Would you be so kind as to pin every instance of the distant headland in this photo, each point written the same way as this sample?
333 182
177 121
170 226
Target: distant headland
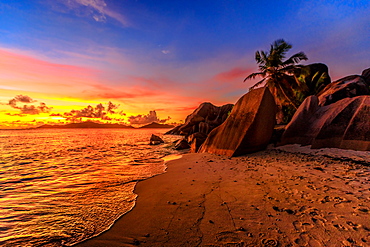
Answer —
90 124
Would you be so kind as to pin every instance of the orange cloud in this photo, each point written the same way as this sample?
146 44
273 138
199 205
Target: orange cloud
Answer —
231 75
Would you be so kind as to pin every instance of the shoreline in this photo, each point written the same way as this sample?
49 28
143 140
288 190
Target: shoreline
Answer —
270 198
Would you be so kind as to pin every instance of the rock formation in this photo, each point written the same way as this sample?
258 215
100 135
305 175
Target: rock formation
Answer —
366 75
343 124
181 144
248 128
349 86
155 140
196 140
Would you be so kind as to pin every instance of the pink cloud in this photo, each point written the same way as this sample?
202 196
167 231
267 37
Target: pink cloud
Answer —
233 74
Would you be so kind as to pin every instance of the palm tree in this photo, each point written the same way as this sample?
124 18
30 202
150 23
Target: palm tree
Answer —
276 72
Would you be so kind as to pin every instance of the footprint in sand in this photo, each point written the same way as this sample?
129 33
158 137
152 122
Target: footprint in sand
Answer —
302 227
362 210
229 239
269 242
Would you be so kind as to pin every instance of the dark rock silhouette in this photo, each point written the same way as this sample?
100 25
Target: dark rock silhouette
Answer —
196 140
349 86
343 124
155 140
248 128
366 75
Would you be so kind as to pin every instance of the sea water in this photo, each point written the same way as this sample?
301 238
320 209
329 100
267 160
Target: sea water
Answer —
59 187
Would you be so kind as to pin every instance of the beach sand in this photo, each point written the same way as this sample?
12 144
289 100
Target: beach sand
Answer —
289 196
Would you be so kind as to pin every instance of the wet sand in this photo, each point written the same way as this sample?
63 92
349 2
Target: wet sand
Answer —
269 198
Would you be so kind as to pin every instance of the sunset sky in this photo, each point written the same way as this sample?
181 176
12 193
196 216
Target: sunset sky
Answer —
138 61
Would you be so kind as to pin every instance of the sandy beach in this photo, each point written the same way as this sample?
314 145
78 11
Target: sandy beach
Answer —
278 197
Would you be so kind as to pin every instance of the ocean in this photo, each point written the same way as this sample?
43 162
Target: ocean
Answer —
62 186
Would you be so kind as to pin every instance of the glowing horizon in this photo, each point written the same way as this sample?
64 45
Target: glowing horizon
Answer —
157 60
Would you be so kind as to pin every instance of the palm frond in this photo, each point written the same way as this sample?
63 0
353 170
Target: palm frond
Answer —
258 58
253 75
257 84
296 58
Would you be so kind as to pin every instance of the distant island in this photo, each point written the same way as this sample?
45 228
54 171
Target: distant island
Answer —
156 125
90 124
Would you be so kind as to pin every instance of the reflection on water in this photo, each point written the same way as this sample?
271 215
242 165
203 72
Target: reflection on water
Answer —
59 187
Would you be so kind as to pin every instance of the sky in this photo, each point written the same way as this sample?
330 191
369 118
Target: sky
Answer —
139 61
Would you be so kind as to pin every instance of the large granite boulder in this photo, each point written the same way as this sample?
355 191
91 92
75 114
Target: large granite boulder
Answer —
366 75
205 118
347 87
343 124
248 128
181 144
196 140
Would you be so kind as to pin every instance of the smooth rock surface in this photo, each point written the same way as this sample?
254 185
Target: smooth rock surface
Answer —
343 124
248 128
347 87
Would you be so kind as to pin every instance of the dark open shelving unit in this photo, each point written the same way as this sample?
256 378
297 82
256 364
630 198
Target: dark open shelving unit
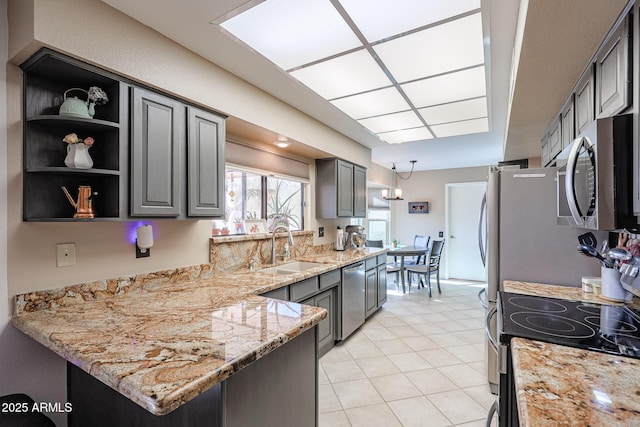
__________
= Problem to solve =
Wherever the word "sunset" appears in a line of the data above, copy that line.

= Result of this exercise =
Would you be so kind as to pin every instance of the sunset sky in this photo, each point written the same way as this sample?
Target: sunset sky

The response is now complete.